### STORED ROWS
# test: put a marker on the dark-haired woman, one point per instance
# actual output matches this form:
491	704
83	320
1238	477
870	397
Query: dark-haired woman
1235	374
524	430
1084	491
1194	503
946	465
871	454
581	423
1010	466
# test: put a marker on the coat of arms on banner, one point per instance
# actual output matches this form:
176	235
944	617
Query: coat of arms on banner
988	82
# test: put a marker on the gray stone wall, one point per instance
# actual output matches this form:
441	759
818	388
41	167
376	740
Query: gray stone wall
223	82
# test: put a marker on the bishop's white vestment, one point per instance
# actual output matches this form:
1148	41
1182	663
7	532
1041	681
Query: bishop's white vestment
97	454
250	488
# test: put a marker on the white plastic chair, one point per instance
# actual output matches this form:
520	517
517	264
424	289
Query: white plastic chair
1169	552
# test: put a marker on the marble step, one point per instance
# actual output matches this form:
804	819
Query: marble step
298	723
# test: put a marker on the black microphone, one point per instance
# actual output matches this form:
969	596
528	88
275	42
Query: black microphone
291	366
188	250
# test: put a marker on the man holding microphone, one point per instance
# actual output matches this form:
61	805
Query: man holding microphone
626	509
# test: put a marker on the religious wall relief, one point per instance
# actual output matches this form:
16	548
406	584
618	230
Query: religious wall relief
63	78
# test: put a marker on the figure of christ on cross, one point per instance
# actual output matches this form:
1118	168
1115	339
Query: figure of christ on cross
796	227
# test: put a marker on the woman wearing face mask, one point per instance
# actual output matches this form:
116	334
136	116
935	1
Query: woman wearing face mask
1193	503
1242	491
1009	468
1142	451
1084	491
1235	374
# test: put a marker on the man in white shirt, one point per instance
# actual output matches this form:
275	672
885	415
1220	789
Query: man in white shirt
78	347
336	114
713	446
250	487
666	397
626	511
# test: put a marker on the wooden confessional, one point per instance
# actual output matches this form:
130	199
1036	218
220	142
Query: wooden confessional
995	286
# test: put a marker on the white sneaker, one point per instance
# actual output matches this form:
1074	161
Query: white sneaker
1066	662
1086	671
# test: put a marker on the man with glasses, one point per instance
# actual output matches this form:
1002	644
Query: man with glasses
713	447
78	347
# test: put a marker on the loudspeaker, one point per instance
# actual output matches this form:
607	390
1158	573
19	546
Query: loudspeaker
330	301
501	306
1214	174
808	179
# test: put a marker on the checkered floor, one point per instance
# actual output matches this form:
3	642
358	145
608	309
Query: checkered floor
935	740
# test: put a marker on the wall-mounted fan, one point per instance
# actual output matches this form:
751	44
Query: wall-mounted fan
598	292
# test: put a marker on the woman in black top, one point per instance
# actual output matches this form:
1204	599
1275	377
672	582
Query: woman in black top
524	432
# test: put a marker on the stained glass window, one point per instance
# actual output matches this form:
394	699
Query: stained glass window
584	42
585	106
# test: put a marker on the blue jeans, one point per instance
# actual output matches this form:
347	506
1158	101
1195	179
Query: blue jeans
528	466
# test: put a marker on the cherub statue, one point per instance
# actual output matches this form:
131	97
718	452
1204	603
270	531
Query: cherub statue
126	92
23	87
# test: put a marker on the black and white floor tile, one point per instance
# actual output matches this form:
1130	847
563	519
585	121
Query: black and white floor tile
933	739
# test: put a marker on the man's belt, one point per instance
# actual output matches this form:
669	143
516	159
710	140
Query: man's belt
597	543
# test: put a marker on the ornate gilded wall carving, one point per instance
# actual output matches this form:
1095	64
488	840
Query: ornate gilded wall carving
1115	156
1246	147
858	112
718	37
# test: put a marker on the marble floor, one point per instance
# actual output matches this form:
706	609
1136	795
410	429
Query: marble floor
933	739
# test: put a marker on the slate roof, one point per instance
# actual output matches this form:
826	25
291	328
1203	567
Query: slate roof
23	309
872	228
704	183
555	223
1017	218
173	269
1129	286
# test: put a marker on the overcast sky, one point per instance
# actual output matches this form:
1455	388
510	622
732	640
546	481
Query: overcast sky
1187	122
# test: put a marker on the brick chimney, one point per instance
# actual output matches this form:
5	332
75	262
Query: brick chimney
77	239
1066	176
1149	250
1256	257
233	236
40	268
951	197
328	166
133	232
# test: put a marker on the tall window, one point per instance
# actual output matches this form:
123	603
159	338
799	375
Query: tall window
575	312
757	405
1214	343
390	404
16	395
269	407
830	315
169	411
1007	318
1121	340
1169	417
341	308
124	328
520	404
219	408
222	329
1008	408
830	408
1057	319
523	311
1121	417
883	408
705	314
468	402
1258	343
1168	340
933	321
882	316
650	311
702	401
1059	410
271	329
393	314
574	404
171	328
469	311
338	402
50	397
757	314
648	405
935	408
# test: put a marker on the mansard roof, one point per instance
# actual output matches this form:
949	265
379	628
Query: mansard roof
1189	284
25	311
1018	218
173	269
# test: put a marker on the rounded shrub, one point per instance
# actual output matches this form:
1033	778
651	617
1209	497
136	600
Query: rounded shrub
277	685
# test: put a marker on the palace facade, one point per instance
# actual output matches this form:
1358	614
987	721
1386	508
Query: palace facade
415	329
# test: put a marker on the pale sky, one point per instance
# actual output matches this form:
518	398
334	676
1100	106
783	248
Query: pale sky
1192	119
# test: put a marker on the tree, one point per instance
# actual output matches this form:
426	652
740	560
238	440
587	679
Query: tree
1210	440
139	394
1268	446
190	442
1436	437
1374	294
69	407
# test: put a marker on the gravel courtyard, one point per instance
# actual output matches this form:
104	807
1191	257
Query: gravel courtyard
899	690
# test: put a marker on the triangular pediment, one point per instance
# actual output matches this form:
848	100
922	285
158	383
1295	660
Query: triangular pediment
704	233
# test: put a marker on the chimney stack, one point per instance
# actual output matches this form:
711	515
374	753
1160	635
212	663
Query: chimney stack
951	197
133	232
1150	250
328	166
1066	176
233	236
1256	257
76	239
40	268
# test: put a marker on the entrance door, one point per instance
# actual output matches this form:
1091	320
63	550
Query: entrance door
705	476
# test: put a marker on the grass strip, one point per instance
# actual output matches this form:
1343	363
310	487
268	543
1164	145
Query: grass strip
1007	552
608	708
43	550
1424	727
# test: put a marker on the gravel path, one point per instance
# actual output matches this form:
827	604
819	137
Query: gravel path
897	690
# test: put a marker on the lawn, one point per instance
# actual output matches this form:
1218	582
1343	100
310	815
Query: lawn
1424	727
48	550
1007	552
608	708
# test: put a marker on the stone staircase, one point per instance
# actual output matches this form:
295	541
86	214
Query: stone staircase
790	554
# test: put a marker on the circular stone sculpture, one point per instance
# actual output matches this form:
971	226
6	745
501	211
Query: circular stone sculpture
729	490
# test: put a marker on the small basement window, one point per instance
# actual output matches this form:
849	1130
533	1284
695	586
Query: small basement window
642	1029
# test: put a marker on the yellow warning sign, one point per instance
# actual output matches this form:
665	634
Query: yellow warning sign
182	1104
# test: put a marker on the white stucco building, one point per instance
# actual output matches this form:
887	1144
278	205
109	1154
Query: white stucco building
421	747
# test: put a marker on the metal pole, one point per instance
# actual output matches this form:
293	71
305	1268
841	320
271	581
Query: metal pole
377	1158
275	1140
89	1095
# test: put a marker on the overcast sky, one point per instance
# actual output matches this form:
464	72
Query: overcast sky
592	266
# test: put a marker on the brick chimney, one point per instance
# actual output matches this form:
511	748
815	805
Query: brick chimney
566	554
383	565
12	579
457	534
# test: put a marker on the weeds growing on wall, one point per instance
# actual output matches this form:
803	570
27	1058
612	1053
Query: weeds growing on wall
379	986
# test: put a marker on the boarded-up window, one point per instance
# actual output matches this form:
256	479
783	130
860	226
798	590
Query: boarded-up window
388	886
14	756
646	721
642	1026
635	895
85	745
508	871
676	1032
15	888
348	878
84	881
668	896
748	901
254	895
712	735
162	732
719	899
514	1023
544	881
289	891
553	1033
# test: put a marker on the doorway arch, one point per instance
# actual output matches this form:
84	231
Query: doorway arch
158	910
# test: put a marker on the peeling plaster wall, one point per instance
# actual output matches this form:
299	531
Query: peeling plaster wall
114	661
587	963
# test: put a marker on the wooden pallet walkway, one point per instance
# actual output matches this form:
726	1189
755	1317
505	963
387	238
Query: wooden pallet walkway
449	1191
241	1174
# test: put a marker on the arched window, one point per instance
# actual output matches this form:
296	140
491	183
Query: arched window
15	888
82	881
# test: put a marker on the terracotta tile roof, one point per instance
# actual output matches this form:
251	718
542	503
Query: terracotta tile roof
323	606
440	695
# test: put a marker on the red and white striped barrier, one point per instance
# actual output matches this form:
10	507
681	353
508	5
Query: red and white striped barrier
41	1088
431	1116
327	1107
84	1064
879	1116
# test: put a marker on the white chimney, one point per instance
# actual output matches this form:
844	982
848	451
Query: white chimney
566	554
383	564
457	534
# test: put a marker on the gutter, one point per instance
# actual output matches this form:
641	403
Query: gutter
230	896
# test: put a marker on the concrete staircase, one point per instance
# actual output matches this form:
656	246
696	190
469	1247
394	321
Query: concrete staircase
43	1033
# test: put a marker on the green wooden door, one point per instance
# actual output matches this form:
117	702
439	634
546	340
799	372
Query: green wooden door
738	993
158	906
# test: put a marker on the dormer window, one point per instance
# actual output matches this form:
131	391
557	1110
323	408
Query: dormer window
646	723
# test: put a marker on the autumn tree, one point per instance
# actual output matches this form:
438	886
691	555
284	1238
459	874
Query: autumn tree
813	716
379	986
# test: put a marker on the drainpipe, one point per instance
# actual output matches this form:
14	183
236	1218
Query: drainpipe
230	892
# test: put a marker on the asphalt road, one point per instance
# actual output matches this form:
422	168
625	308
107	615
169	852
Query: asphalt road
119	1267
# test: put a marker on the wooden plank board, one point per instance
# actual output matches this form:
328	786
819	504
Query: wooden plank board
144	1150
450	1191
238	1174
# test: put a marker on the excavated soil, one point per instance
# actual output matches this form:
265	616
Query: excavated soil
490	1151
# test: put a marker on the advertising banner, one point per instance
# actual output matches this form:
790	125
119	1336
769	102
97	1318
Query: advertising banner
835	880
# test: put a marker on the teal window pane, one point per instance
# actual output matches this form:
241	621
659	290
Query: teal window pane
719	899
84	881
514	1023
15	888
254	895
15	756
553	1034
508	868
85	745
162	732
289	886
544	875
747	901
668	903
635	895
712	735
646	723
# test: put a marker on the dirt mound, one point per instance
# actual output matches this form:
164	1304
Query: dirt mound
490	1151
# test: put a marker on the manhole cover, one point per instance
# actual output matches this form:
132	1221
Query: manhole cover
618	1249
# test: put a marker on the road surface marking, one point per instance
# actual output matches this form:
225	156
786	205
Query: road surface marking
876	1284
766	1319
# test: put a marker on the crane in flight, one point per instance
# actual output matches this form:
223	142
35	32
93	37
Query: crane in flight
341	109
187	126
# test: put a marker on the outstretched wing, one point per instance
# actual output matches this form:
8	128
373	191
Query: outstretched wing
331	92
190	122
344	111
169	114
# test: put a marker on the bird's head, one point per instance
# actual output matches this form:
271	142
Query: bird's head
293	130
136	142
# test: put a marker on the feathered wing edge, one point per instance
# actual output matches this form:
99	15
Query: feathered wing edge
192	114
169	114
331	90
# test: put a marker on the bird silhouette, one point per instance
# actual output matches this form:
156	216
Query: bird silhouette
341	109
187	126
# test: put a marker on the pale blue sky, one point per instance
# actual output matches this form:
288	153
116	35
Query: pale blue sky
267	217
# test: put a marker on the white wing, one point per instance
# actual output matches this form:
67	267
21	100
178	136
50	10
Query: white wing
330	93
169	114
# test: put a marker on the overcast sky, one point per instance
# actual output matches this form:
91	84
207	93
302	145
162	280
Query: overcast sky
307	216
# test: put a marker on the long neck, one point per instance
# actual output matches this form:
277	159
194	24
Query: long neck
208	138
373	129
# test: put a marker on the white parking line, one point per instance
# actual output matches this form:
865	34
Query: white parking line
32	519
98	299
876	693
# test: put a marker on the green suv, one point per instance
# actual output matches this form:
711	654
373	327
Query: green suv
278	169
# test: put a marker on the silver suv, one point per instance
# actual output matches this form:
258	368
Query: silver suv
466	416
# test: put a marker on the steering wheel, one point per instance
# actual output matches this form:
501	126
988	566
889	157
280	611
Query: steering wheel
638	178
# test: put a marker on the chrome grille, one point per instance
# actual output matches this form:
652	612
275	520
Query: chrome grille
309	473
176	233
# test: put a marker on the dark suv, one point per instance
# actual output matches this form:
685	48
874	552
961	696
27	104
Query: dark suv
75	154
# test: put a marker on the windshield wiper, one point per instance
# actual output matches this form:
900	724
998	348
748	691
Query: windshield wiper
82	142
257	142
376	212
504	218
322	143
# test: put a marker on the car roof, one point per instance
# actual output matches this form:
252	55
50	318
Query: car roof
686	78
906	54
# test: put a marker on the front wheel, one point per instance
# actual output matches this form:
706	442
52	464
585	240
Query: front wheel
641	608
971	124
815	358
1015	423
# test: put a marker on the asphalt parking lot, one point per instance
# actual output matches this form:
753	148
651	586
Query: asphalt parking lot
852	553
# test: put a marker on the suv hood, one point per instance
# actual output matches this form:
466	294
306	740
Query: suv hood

### DO THIS
From the line containing "# test: put a marker on the white wing, one" through the final line of the listing above, retype every line exactly; leave out everything else.

### WRITTEN REPLY
# test: put a marker on the white wing, one point per instance
# actual output matches this form:
67	267
21	100
178	136
50	10
Query: white wing
330	93
169	114
# test: put a marker on the overcast sky, one point per instance
# actual output matches this form:
91	84
207	93
302	145
162	280
Query: overcast sky
307	216
# test: put a marker on the long neck, one point per instance
# actual output matches this form:
277	159
194	24
Query: long neck
208	138
373	129
# test: put a marker on the white parking line, one point per instance
# actual output matches this form:
865	34
Query: white parking line
32	519
98	299
876	693
# test: put a marker on the green suv, one point per instance
# actual output matches this form:
711	654
373	327
Query: green suv
278	169
# test: put a marker on the silver suv, one point per instance
# actual output matches this form:
258	368
Query: silver suv
466	416
# test: put a marker on the steering wheel, one point per instance
# actual output matches this form:
501	126
988	566
889	157
280	611
Query: steering wheel
638	178
# test: put a marker on the chrome grille, one point per instance
# actual output matches this form:
652	612
275	520
Query: chrome grille
309	473
176	233
# test: put a marker on the dark suv, one point per instance
# actual output matches this form:
685	48
874	552
961	696
27	104
Query: dark suv
75	154
# test: put a marker on the windshield wiper, one point per instance
# actual output matches this form:
900	724
998	348
748	691
Query: windshield wiper
82	142
257	142
376	212
504	218
322	143
# test: put a marker on the car roof, one point per instance
# actual output matches this form:
252	55
50	318
Query: car roof
686	78
906	54
# test: put a marker on the front wheel, one point per instance
# actual output matches this form:
706	442
52	464
585	240
Query: front wheel
641	608
971	124
815	358
1015	423
# test: put a marker on the asphalt parking lot, one point per instance
# actual output matches this form:
753	148
651	586
Query: asphalt parking lot
852	553
# test: put a marker on the suv hood, one point per instance
# actual output matches this form:
466	294
306	740
Query: suv hood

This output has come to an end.